» Listing:

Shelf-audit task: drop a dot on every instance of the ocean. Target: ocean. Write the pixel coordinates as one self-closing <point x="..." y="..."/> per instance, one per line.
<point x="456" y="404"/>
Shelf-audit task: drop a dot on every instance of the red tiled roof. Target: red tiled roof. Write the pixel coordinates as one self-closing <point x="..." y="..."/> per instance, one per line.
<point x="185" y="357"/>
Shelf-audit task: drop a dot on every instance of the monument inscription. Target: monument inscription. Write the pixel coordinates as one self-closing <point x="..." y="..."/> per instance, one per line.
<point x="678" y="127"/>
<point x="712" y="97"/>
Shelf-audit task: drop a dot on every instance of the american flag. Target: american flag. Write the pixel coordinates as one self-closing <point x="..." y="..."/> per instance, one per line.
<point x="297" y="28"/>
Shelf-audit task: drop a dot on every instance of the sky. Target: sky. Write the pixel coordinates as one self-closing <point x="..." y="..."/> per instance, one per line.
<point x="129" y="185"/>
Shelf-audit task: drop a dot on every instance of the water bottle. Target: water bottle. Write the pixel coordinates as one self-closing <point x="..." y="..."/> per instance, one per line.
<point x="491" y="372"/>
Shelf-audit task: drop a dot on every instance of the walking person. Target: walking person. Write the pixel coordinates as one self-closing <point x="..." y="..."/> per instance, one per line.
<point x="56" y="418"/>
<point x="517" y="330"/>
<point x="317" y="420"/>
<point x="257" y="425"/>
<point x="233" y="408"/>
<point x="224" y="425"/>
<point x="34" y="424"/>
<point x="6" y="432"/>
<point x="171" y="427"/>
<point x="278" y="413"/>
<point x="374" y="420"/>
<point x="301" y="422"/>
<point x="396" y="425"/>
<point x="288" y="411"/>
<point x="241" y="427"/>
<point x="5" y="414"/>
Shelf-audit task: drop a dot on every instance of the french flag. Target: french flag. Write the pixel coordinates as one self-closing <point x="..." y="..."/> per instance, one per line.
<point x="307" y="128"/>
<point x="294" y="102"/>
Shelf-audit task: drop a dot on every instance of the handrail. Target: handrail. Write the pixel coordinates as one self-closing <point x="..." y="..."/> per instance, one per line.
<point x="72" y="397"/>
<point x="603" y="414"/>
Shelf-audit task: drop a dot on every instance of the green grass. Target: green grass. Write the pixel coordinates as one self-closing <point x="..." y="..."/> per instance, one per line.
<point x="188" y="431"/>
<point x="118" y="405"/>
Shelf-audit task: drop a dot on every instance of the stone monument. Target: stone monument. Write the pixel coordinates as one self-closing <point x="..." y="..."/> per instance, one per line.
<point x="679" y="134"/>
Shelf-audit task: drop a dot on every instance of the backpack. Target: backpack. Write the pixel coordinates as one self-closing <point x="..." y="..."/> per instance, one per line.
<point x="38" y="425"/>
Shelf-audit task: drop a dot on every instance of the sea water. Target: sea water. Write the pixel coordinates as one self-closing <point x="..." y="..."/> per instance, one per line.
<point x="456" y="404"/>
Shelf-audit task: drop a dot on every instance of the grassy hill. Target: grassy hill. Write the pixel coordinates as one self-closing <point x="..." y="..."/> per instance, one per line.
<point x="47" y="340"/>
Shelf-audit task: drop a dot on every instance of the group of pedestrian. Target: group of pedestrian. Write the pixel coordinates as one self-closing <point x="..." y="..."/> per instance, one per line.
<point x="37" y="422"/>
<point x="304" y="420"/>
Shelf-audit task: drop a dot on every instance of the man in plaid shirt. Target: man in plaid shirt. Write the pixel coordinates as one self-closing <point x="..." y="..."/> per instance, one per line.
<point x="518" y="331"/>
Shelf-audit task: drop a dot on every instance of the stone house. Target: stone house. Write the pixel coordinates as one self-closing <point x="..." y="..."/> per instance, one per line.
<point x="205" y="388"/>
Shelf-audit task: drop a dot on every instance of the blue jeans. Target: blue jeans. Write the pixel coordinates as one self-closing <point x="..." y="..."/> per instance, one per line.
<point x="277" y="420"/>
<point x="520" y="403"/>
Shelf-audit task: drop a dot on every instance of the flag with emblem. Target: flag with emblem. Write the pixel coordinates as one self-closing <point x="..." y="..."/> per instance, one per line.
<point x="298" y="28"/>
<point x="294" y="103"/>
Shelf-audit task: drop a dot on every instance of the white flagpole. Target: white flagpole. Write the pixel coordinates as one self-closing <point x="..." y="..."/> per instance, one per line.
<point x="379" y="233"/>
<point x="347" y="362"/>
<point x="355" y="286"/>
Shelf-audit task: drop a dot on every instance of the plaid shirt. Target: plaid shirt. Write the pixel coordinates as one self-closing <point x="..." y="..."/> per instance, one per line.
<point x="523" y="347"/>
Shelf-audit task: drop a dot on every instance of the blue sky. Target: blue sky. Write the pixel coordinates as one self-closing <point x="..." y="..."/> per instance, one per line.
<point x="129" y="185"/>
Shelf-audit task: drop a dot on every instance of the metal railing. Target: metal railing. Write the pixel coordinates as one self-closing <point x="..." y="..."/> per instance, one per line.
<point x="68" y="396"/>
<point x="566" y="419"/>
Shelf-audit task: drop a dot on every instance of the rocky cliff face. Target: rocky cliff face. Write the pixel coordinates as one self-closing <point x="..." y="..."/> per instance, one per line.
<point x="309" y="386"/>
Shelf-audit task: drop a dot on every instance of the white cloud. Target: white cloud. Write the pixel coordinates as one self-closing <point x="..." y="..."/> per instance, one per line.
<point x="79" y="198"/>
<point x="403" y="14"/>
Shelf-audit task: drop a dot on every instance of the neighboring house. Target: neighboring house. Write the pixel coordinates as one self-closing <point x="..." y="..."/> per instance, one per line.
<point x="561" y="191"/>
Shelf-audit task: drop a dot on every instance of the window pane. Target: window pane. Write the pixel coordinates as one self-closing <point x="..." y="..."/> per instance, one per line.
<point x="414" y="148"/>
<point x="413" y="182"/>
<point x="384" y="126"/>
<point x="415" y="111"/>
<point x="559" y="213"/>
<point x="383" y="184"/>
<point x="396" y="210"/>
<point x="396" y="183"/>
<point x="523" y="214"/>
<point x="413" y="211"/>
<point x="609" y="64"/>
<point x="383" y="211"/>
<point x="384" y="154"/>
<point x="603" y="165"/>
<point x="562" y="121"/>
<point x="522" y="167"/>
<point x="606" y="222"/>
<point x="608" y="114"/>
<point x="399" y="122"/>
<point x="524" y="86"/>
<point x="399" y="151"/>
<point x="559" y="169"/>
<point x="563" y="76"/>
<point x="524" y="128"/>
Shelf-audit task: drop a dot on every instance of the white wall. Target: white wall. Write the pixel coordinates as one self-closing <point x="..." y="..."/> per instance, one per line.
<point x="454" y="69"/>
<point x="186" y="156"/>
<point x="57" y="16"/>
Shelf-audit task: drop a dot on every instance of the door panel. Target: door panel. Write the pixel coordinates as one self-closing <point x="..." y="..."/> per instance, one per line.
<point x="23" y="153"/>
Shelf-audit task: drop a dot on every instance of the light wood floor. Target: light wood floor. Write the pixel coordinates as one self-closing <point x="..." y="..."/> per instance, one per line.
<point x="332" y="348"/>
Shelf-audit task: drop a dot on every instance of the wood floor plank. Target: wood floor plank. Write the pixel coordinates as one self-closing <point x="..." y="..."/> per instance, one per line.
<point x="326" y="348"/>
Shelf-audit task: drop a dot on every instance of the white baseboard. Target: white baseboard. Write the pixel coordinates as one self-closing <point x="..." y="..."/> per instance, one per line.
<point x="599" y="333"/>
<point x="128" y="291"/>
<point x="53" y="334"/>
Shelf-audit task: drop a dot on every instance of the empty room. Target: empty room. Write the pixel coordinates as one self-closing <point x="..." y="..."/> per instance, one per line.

» What you need to do: Reproduce every row above verbatim, keeping each one unchanged and in its original order.

» Solution to this exercise:
Shelf-audit task: drop a dot on every instance of the ocean. Target: ocean. Write the pixel coordinates as one self-closing <point x="..." y="..."/> per instance, one per line.
<point x="456" y="404"/>
Shelf-audit task: drop a dot on every instance of the red tiled roof. Target: red tiled roof. Write the pixel coordinates as one self-closing <point x="..." y="..."/> per instance, one per line.
<point x="185" y="357"/>
Shelf-audit task: drop a dot on every instance of the monument inscription. Target: monument inscription. Write the pixel coordinates as one self-closing <point x="..." y="..."/> per instance, one per line.
<point x="678" y="127"/>
<point x="712" y="97"/>
Shelf-audit task: drop a dot on every instance of the american flag. Target: american flag. Write the pixel coordinates as one self-closing <point x="..." y="..."/> per instance, one per line.
<point x="297" y="28"/>
Shelf-audit task: drop a dot on every instance of the sky. Target: sky. Write the pixel coordinates as one self-closing <point x="..." y="..."/> per instance, one per line.
<point x="129" y="185"/>
Shelf-audit task: drop a dot on every instance of the water bottle. Target: water bottle. Write the pixel coordinates as one self-closing <point x="..." y="..."/> per instance, one per line.
<point x="491" y="372"/>
Shelf-audit task: drop a dot on every instance of the walking person. Target: walking person. Write the pixel coordinates as one self-closing <point x="..." y="..."/> per instance, one per line.
<point x="56" y="418"/>
<point x="517" y="330"/>
<point x="317" y="420"/>
<point x="257" y="425"/>
<point x="233" y="408"/>
<point x="224" y="425"/>
<point x="34" y="424"/>
<point x="6" y="432"/>
<point x="171" y="427"/>
<point x="278" y="413"/>
<point x="374" y="420"/>
<point x="301" y="422"/>
<point x="396" y="425"/>
<point x="288" y="411"/>
<point x="241" y="427"/>
<point x="5" y="414"/>
Shelf-audit task: drop a dot on every instance of the french flag. Target: french flag. Write the pixel coordinates as one self-closing <point x="..." y="..."/> per instance, one per line.
<point x="307" y="128"/>
<point x="294" y="102"/>
Shelf-audit task: drop a dot on every instance of the handrail. Target: handrail. Write the pixel coordinates as one self-closing <point x="..." y="..."/> per instance, one per line.
<point x="72" y="397"/>
<point x="603" y="414"/>
Shelf-audit task: drop a dot on every instance of the green grass. Target: green grass. Write the pixel coordinates as one self-closing <point x="..." y="..."/> per instance, one per line.
<point x="188" y="431"/>
<point x="118" y="405"/>
Shelf-audit task: drop a dot on every instance of the stone monument. Target: stone monument. Write the pixel coordinates as one self-closing <point x="..." y="..."/> per instance, one per line.
<point x="679" y="134"/>
Shelf-audit task: drop a dot on every instance of the backpack. Target: backpack. Write the pixel coordinates as one self-closing <point x="..." y="..."/> per instance, one per line.
<point x="38" y="425"/>
Shelf-audit task: drop a dot on every instance of the sea water. Target: sea water. Write the pixel coordinates as one self-closing <point x="..." y="..."/> per instance, one per line.
<point x="456" y="404"/>
Shelf-audit task: drop a dot on every instance of the grassy hill. Target: grassy hill. Write the pixel coordinates as one self-closing <point x="..." y="..."/> per instance, one per line.
<point x="47" y="340"/>
Shelf-audit task: drop a dot on every instance of the group of pedestrian. Target: group of pedestrian. Write the pixel coordinates as one self-closing <point x="..." y="..."/> per instance, one per line.
<point x="37" y="422"/>
<point x="304" y="420"/>
Shelf-audit task: drop a dot on every instance of the man in plaid shirt. Target: man in plaid shirt. Write the pixel coordinates as one self-closing <point x="..." y="..."/> per instance, one per line.
<point x="518" y="331"/>
Shelf-audit task: drop a dot on every instance of the stone house. Target: stone house. Write the pixel coordinates as one self-closing <point x="..." y="..."/> per instance, one per line.
<point x="205" y="388"/>
Shelf-audit task: drop a dot on every instance of the blue jeans. Target: blue jeans. Write the pixel coordinates as one self-closing <point x="..." y="..."/> per instance, one per line.
<point x="277" y="420"/>
<point x="520" y="403"/>
Shelf-audit task: drop a dot on every instance of the flag with emblem. Target: flag with emblem. Write the pixel coordinates as one self-closing <point x="..." y="..."/> per instance, one per line.
<point x="298" y="28"/>
<point x="294" y="103"/>
Shelf-audit task: drop a dot on every instance of the white flagpole. Target: white flagpole. Write the pixel coordinates as one self-closing <point x="..." y="..."/> per instance, one per line.
<point x="379" y="233"/>
<point x="347" y="362"/>
<point x="355" y="286"/>
Shelf-audit task: drop a dot on every instance of the plaid shirt. Target: plaid shirt. Write the pixel coordinates as one self-closing <point x="..." y="..."/> per instance, one per line.
<point x="523" y="347"/>
Shelf-audit task: drop a dot on every instance of the blue sky. Target: blue sky. Write the pixel coordinates as one self-closing <point x="..." y="..."/> per instance, one per line.
<point x="129" y="185"/>
Shelf-audit task: drop a dot on every instance of the metal railing. Target: metal railing. Write the pixel coordinates as one self-closing <point x="..." y="..."/> per instance, one per line.
<point x="68" y="396"/>
<point x="566" y="419"/>
Shelf-audit task: drop a dot on every instance of the rocky cliff face. Target: rocky cliff face. Write the pixel coordinates as one self-closing <point x="..." y="..."/> per instance, one per line.
<point x="309" y="386"/>
Shelf-audit task: drop a dot on every instance of the white cloud. Target: white cloud. Write the pixel coordinates as one self-closing <point x="..." y="..."/> per instance, one per line.
<point x="79" y="198"/>
<point x="403" y="14"/>
Shelf-audit task: drop a dot on every instance of the neighboring house. Target: neighboring house. Write the pixel coordinates as one self-closing <point x="..." y="..."/> per instance, one per line.
<point x="561" y="191"/>
Shelf-audit task: drop a dot on every instance of the window pane. Target: window pane. Write the pixel coordinates as one self-closing <point x="..." y="..."/> per instance, one per line.
<point x="414" y="148"/>
<point x="413" y="182"/>
<point x="384" y="126"/>
<point x="415" y="111"/>
<point x="559" y="213"/>
<point x="383" y="184"/>
<point x="396" y="210"/>
<point x="396" y="183"/>
<point x="523" y="214"/>
<point x="413" y="211"/>
<point x="609" y="64"/>
<point x="383" y="211"/>
<point x="384" y="154"/>
<point x="603" y="165"/>
<point x="562" y="121"/>
<point x="522" y="167"/>
<point x="606" y="222"/>
<point x="608" y="114"/>
<point x="399" y="122"/>
<point x="524" y="86"/>
<point x="399" y="151"/>
<point x="559" y="169"/>
<point x="563" y="76"/>
<point x="524" y="128"/>
Shelf-audit task: drop a dot on every instance of the white wall. Target: white wall. Write the pixel coordinates as one self-closing <point x="..." y="..."/> per instance, one per line.
<point x="454" y="69"/>
<point x="186" y="156"/>
<point x="57" y="16"/>
Shelf-audit task: drop a dot on every instance of the door panel. Target: door panel. Write the pixel coordinates as one self-closing <point x="..." y="..."/> per instance, one per line.
<point x="23" y="153"/>
Shelf-audit task: drop a dot on every instance of the light wood floor. Target: light wood floor. Write the pixel coordinates as one self-closing <point x="..." y="..."/> per instance, one per line.
<point x="332" y="348"/>
Shelf-audit task: drop a dot on every instance of the wood floor plank. Target: wood floor plank. Write the pixel coordinates as one self-closing <point x="..." y="..."/> per instance, one per line.
<point x="326" y="348"/>
Shelf-audit task: drop a dot on every instance of the white baseboard. Target: white baseboard. Write the pixel coordinates as one self-closing <point x="..." y="..."/> per instance, one per line.
<point x="599" y="333"/>
<point x="128" y="291"/>
<point x="53" y="334"/>
Shelf-audit task: drop a dot on every instance of the empty room. Target: empty room. Write the pixel coordinates as one self-closing <point x="..." y="..."/> per instance, one per line.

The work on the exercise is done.